Copy verbatim the rows from the line containing "Q: Point to every instance of the green" through the end of the rows, including both ends.

---

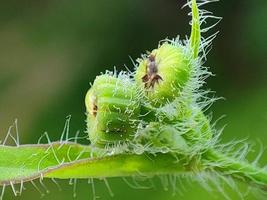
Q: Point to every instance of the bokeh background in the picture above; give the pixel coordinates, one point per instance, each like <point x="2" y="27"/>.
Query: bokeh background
<point x="51" y="50"/>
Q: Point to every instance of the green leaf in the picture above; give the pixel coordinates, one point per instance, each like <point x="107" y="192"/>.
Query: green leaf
<point x="28" y="162"/>
<point x="70" y="160"/>
<point x="195" y="36"/>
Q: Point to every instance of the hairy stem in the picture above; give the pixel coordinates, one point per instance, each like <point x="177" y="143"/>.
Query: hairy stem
<point x="122" y="165"/>
<point x="240" y="170"/>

---

_Exercise result_
Q: Point to every instance of the green leaf in the picture above; give the pixel coordinates, one point per instance, each like <point x="107" y="192"/>.
Query: green leaf
<point x="28" y="162"/>
<point x="70" y="160"/>
<point x="195" y="36"/>
Q: Point to every instance of the hairy stem in the picture above; give the pixel coordinates, one point per instance, each like <point x="177" y="143"/>.
Query: hairy stem
<point x="122" y="165"/>
<point x="240" y="170"/>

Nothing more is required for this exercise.